- _YOUR INSTRUCTIONS_:
Consider the listing below. Extract exactly the lines from the line containing "the green bud." to the line containing "the ivy foliage.", both included.
═════ DATASET ENTRIES
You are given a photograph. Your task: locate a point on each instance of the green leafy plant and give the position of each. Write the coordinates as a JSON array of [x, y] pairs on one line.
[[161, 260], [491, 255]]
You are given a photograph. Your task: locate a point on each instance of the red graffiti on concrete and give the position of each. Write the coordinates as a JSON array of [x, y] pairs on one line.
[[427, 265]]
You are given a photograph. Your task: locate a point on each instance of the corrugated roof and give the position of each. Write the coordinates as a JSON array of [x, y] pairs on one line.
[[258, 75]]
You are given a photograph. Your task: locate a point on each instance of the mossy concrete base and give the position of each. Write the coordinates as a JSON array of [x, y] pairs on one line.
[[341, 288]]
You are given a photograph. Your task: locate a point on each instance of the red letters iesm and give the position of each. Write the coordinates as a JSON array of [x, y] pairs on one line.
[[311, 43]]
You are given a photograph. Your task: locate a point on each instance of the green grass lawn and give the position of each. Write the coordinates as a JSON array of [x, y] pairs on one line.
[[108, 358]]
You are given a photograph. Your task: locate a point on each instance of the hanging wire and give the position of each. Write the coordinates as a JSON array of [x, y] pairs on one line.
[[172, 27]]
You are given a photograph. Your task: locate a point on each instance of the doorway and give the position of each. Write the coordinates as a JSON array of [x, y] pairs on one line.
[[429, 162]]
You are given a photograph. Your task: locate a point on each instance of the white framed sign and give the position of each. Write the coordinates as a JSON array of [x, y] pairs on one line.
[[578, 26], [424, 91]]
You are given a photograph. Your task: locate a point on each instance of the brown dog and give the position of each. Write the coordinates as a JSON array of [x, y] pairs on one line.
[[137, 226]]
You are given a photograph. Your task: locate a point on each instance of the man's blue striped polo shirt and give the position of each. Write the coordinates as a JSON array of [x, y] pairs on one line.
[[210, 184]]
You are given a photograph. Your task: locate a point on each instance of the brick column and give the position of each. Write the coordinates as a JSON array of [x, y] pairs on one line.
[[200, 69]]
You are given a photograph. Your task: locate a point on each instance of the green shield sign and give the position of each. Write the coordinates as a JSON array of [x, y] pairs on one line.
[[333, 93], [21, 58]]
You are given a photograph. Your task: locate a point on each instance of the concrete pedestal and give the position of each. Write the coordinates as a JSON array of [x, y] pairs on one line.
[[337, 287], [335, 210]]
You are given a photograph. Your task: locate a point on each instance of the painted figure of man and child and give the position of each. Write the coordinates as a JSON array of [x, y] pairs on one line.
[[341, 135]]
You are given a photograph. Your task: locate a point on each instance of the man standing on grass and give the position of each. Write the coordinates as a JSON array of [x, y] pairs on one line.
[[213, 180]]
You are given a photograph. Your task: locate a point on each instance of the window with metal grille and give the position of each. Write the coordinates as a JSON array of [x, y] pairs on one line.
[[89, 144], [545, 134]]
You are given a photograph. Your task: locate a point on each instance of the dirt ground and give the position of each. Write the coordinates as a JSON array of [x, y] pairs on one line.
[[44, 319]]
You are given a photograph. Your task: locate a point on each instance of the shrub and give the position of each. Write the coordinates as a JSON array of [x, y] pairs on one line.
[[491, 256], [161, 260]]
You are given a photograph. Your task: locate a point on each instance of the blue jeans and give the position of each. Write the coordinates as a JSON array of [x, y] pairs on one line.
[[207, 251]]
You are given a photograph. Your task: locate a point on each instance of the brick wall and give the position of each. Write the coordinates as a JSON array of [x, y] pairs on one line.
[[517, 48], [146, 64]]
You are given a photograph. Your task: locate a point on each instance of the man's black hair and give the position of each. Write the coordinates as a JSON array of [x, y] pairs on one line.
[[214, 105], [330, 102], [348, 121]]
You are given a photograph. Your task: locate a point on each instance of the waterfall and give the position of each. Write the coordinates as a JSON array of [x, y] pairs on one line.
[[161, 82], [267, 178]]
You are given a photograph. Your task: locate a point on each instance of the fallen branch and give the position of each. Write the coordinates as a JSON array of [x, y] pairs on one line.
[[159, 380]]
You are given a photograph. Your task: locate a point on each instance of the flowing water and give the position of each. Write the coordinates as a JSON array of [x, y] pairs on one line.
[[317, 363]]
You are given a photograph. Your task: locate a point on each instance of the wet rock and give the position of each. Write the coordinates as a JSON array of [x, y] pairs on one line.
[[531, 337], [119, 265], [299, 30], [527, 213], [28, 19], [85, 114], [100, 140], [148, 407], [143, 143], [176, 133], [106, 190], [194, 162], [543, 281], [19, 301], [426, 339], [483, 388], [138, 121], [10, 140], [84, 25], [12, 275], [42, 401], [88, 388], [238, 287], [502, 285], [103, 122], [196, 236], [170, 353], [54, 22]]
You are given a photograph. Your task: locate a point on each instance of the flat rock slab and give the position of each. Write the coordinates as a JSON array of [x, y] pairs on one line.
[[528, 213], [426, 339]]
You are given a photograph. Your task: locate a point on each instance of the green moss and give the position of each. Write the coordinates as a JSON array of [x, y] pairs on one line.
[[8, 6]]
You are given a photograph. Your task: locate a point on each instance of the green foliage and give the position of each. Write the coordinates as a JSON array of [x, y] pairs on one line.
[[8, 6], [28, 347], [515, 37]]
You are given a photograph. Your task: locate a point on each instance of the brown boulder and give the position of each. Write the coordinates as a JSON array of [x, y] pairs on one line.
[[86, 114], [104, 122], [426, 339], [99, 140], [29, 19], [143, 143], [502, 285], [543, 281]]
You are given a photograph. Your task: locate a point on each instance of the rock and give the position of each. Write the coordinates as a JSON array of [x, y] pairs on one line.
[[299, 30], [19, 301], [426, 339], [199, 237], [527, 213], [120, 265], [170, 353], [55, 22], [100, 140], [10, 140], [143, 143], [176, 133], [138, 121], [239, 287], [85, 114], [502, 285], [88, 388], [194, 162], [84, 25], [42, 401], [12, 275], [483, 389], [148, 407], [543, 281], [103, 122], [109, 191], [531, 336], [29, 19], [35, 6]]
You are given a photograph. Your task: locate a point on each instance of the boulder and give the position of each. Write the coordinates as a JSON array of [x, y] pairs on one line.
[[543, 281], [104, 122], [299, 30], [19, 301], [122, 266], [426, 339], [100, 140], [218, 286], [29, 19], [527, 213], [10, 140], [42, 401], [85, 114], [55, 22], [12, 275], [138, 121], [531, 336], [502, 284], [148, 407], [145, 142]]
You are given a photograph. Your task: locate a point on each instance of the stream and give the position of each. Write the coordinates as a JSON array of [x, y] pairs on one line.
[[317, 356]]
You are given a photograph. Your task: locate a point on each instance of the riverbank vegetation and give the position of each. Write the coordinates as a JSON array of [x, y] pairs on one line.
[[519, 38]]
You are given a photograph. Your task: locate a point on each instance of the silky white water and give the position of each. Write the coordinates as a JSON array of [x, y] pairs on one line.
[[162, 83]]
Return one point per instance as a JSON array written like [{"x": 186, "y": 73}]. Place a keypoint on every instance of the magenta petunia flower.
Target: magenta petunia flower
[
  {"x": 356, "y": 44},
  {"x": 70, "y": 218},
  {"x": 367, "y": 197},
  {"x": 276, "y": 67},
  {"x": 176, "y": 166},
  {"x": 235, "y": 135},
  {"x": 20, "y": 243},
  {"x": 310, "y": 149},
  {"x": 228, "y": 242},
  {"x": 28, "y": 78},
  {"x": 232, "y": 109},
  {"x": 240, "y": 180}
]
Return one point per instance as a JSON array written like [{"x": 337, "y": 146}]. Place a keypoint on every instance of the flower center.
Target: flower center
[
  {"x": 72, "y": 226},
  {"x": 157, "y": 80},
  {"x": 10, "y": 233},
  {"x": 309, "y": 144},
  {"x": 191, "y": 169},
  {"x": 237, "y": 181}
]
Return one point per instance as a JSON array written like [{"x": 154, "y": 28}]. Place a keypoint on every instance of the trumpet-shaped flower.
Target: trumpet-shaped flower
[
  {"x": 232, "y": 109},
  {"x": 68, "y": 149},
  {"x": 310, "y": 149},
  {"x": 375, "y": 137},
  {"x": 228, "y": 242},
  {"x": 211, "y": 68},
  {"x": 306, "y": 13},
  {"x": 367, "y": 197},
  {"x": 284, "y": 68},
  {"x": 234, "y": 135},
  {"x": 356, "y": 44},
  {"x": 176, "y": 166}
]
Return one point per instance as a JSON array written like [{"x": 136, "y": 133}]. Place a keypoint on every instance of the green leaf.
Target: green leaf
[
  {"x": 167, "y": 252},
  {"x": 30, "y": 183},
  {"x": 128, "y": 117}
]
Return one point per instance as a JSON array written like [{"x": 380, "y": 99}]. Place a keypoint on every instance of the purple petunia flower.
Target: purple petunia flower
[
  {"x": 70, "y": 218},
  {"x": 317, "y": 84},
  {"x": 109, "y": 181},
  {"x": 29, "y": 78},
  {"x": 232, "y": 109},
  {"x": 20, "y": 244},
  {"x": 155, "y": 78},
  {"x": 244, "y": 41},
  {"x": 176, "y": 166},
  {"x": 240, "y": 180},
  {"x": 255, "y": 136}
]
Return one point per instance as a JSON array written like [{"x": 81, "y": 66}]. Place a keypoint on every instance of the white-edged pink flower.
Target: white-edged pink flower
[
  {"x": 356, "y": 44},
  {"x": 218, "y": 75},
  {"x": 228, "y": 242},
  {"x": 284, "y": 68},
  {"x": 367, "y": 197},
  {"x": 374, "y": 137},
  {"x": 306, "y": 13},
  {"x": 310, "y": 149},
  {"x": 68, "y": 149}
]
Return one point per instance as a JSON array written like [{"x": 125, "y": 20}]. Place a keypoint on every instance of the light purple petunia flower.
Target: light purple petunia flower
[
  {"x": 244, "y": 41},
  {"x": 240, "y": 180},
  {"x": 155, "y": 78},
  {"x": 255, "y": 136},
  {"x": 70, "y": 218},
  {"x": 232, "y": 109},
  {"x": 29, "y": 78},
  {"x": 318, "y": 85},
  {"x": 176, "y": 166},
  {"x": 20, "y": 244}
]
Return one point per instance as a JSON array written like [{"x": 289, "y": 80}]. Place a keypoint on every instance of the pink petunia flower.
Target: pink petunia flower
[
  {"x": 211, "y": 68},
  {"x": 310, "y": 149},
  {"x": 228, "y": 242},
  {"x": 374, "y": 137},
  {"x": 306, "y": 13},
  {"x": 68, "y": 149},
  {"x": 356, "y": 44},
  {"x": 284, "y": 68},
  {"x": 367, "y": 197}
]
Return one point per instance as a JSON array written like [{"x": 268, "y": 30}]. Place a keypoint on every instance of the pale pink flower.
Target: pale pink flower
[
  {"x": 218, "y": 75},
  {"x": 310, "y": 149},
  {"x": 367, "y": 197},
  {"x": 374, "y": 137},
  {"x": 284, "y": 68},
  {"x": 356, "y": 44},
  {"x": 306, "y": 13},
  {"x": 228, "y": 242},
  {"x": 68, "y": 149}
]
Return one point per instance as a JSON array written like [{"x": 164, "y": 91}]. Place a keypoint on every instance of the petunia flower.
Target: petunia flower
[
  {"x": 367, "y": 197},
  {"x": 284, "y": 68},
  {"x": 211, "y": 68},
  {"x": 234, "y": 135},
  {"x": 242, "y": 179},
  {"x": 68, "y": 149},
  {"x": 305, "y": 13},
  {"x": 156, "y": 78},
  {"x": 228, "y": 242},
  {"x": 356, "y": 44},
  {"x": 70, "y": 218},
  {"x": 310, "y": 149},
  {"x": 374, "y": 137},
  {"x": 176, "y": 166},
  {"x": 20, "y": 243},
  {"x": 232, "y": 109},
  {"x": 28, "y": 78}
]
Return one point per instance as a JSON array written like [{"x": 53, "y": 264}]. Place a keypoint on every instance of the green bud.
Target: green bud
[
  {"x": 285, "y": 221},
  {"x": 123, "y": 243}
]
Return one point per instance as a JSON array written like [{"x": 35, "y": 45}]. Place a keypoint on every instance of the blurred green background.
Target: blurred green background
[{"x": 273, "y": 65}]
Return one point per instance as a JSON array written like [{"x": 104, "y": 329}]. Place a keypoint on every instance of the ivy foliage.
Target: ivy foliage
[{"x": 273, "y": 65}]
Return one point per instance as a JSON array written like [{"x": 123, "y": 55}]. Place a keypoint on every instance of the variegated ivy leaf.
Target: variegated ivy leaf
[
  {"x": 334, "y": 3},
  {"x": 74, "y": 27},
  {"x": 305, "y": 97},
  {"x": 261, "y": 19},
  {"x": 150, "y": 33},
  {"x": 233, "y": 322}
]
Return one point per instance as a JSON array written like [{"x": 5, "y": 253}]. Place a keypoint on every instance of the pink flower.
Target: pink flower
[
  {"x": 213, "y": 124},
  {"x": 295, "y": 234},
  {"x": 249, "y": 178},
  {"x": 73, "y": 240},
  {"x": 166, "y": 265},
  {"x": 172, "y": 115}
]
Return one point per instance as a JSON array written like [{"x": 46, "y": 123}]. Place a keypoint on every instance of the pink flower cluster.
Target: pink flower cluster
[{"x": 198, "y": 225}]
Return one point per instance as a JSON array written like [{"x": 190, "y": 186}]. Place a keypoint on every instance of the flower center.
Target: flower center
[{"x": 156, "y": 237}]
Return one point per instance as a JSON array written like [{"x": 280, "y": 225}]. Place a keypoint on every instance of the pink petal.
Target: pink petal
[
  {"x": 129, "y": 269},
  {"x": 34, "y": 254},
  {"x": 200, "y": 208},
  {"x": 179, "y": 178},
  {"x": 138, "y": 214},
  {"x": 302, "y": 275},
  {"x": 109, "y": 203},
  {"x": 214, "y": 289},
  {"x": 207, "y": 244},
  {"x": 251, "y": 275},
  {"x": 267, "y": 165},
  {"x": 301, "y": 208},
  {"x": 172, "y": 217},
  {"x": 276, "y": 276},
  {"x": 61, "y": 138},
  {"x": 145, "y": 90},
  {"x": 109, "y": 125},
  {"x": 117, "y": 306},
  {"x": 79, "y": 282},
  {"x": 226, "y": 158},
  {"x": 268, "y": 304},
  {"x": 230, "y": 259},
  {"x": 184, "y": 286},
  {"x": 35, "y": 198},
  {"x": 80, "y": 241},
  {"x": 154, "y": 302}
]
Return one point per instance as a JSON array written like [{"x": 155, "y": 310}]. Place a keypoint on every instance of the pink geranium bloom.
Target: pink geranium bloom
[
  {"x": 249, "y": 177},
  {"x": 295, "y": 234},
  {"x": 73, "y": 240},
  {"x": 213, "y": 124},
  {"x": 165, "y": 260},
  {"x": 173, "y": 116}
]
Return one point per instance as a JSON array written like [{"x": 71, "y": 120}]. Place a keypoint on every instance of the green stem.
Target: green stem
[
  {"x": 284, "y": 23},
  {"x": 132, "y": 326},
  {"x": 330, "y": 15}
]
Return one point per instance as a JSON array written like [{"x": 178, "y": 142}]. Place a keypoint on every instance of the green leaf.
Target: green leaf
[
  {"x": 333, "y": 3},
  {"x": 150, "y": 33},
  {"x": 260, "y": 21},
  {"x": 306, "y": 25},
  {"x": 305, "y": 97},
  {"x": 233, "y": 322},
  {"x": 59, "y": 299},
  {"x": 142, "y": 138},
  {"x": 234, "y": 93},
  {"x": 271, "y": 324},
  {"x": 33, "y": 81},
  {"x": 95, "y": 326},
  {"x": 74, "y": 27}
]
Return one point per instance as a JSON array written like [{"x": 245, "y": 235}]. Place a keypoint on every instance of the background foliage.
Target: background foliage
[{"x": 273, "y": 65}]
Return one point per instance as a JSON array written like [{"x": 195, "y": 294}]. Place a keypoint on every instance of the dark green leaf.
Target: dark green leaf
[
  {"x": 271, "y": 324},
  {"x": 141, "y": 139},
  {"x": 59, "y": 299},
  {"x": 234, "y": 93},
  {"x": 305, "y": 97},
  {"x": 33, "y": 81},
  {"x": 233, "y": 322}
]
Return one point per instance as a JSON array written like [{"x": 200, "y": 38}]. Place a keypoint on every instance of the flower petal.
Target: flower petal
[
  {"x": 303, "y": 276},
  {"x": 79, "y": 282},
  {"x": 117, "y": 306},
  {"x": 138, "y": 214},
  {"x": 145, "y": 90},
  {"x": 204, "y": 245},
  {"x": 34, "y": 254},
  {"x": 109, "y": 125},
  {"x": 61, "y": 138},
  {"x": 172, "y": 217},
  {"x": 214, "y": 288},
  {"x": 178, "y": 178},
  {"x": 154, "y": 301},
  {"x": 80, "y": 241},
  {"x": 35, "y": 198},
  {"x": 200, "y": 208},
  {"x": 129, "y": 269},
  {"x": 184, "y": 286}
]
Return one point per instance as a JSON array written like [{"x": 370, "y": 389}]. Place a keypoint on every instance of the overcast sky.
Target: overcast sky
══════════
- _EXERCISE RESULT_:
Return one point per instance as a JSON array written like [{"x": 53, "y": 264}]. Place a keypoint on every instance of the green bud.
Target: green bud
[
  {"x": 285, "y": 221},
  {"x": 123, "y": 243}
]
Return one point per instance as a JSON array written like [{"x": 35, "y": 45}]. Place a keypoint on every instance of the blurred green background.
Target: blurred green background
[{"x": 273, "y": 65}]
Return one point per instance as a JSON array written like [{"x": 104, "y": 329}]. Place a keypoint on every instance of the ivy foliage.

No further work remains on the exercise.